§ EXCERPT PROVIDED
+++
A Tin Can Sailors
Destroyer History


USS SMALLEY
(DD-565)

Launched on 27 October 1943, the SMALLEY (DD-565) was commissioned at Seattle, Washington, on 31 March 1944. Underway on 7 June, she escorted three troop transports to Hawaii. From there, she escorted the INTREPID (CV-11) to Eniwetok in the Marshalls and back to Pearl. On the return trip, the carrier was loaded with wounded marines from the landings on Saipan. On 3 August, with DesRon 57, the SMALLEY sailed for the Aleutians where the principal enemy was the weather. Rough seas, high winds, rain, sleet, and ice regularly curtailed  operations. On 21 November 1944, she and the other destroyers in her squadron attacked Matsuwa Island, the first of four successful sweeps against enemy installations in the Kurile Islands. During the attack on Matsuwa, the SMALLEY fired 466 rounds in the bombardment of buildings, tents, machine gun emplacements, and an air strip . She made three more bombardment missions during her Aleutian tour and then, on 18 April 1945 was ordered back to Hawaii.
+++
§ PROBLEMS
(a) Rewrite the region labeling rows from the line containing "exposed brickwork --all-instances" through the last of those rows, swapping "Provide" for "Return" and leaving everything else unchanged.
(b) Extend the USS SMALLEY history past its final sentence.

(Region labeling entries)
+++
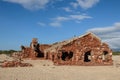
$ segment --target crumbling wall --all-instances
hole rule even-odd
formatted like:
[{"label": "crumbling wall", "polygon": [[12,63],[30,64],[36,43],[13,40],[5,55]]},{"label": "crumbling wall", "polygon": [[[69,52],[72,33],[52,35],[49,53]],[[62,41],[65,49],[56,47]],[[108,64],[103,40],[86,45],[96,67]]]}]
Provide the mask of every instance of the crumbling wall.
[{"label": "crumbling wall", "polygon": [[[49,52],[49,55],[54,55],[50,59],[59,65],[112,64],[111,49],[92,34],[77,38],[66,45],[62,45],[60,49],[56,48],[55,51],[54,54]],[[69,56],[70,53],[72,53],[71,57]]]}]

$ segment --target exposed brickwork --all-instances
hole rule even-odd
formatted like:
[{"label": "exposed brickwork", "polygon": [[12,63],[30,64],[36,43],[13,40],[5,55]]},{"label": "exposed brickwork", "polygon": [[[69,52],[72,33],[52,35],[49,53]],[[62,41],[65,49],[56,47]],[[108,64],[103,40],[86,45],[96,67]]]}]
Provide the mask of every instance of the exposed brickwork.
[{"label": "exposed brickwork", "polygon": [[[32,40],[31,44],[38,42]],[[112,50],[93,33],[53,45],[39,45],[39,50],[44,59],[52,60],[55,65],[111,65],[113,62]],[[33,59],[38,55],[31,46],[24,47],[22,52],[26,58]]]}]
+++
§ WRITTEN RESPONSES
(a)
$ segment --target exposed brickwork --all-instances
hole rule even-odd
formatted like:
[{"label": "exposed brickwork", "polygon": [[12,63],[30,64],[36,43],[13,40],[5,55]]},{"label": "exposed brickwork", "polygon": [[[69,52],[72,33],[52,35],[49,53]],[[62,41],[65,49],[56,47]],[[108,64],[103,40],[86,45],[96,67]]]}]
Return the mask of every instance of the exposed brickwork.
[{"label": "exposed brickwork", "polygon": [[[32,40],[31,44],[38,42]],[[112,50],[93,33],[53,45],[39,45],[39,50],[44,59],[52,60],[55,65],[111,65],[113,62]],[[33,59],[38,55],[31,46],[24,47],[22,52],[26,58]]]}]

(b)
On 11 May she joined the ROWE (DD-564) and STODDARD (DD-566) in screening the carrier TICONDEROGA (CV-14) to Ulithi. En route, planes from the TICONDEROGA struck Taroa Island. During this raid, the SMALLEY rescued a crewman from a downed torpedo plane.

On 4 June 1945, the SMALLEY arrived off Okinawa to support the Allied struggle for the bitterly contested island. From 5 to 17 June, she provided antiaircraft support for the radar picket destroyers, which came under night attack on three occasions. She also patrolled for submarines, provided air defense of the transport area, screened a reconnaissance mission to Kume Shima, and rescued survivors from the WILLIAM D. PORTER (DD-579), which was sunk on picket station.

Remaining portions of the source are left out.